YOUR INSTRUCTIONS: How many lines in the entries below contain the string "black", matching case exactly? Reply with the number alone.

GIVEN ENTRIES:
^^^^^^^^^^^^^^^^

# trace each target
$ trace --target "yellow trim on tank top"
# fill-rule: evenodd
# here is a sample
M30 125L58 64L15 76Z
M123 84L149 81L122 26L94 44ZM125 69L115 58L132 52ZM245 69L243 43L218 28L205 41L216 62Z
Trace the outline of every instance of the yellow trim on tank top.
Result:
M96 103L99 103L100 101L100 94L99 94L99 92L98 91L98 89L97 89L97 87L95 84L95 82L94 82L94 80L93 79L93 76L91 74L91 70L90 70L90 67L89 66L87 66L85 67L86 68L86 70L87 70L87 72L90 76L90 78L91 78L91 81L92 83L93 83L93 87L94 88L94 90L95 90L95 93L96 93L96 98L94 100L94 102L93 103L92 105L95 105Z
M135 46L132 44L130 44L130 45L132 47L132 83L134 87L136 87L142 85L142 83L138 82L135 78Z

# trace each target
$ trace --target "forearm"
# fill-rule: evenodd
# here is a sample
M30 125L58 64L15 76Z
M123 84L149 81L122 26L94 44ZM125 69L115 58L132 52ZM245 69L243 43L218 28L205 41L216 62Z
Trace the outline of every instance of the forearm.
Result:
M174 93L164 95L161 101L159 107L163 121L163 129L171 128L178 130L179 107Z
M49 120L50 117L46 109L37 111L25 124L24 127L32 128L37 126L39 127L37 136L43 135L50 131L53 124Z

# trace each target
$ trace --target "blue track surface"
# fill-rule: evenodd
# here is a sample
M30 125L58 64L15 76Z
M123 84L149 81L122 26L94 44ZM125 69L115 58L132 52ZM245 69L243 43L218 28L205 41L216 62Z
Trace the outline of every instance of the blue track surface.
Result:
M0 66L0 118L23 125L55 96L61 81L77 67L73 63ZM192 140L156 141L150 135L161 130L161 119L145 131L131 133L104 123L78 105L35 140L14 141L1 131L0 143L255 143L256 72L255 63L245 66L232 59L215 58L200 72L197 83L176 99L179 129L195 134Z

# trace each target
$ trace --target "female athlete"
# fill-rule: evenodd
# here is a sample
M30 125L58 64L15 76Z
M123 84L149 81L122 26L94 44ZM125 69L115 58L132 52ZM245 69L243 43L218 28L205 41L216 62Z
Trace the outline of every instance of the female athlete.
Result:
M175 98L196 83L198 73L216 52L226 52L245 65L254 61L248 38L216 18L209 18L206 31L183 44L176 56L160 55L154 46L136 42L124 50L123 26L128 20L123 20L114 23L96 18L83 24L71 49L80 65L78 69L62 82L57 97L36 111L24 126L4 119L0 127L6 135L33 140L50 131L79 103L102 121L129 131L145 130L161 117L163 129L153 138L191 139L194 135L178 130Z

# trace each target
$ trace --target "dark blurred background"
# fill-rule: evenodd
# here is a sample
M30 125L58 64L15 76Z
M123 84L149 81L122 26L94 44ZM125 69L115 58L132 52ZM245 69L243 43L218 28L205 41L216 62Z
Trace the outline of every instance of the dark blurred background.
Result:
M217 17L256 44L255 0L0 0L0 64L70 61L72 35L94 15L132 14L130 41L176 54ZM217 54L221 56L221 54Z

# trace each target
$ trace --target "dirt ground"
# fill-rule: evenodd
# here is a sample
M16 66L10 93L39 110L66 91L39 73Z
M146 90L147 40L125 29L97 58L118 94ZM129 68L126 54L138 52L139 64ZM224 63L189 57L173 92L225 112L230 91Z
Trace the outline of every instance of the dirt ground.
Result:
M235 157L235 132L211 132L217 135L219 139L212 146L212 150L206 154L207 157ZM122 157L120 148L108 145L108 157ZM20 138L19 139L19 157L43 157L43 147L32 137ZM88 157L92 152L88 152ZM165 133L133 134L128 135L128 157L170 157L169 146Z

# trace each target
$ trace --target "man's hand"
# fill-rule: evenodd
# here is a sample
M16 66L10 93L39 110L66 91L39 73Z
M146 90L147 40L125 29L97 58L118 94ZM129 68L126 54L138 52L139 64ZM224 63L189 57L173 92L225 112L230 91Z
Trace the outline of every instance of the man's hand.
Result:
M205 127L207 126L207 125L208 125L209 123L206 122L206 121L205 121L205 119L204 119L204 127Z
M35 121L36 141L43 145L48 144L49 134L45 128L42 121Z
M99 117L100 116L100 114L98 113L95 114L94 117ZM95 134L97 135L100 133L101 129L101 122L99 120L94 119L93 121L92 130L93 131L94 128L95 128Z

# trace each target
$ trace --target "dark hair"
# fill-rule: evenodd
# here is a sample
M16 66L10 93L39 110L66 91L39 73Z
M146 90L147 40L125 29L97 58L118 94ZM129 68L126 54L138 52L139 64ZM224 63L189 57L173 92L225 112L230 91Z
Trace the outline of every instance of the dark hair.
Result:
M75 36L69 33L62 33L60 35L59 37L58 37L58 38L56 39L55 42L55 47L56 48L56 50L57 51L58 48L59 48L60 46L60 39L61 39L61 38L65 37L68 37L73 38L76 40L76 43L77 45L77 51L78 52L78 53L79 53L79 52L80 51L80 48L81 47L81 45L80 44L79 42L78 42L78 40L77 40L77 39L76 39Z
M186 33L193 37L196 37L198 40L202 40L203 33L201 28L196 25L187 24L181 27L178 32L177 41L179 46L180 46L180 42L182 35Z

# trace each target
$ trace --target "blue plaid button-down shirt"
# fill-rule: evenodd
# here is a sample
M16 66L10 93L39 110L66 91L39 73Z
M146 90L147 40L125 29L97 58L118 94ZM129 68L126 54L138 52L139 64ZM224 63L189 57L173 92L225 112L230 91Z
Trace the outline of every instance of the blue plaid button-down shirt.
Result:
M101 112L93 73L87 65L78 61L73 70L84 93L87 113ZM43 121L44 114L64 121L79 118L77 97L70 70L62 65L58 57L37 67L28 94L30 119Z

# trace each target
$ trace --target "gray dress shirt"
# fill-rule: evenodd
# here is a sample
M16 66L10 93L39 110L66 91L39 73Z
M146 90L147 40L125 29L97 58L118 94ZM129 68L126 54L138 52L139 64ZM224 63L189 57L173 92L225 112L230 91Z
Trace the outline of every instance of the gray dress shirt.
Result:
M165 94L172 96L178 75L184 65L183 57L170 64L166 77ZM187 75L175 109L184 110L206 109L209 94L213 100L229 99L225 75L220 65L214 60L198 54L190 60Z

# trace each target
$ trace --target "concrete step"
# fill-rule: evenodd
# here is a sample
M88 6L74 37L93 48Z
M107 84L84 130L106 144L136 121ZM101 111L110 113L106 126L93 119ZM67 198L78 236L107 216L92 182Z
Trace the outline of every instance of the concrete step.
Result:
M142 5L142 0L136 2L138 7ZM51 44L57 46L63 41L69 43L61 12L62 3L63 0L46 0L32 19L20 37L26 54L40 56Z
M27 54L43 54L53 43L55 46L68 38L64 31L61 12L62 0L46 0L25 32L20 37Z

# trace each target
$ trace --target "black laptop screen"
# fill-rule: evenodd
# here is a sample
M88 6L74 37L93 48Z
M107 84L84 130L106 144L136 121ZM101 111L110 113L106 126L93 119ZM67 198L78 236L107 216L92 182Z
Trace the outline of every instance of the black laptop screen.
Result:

^^^^^^^^^^^^^^^^

ANSWER FOR THIS EXERCISE: 2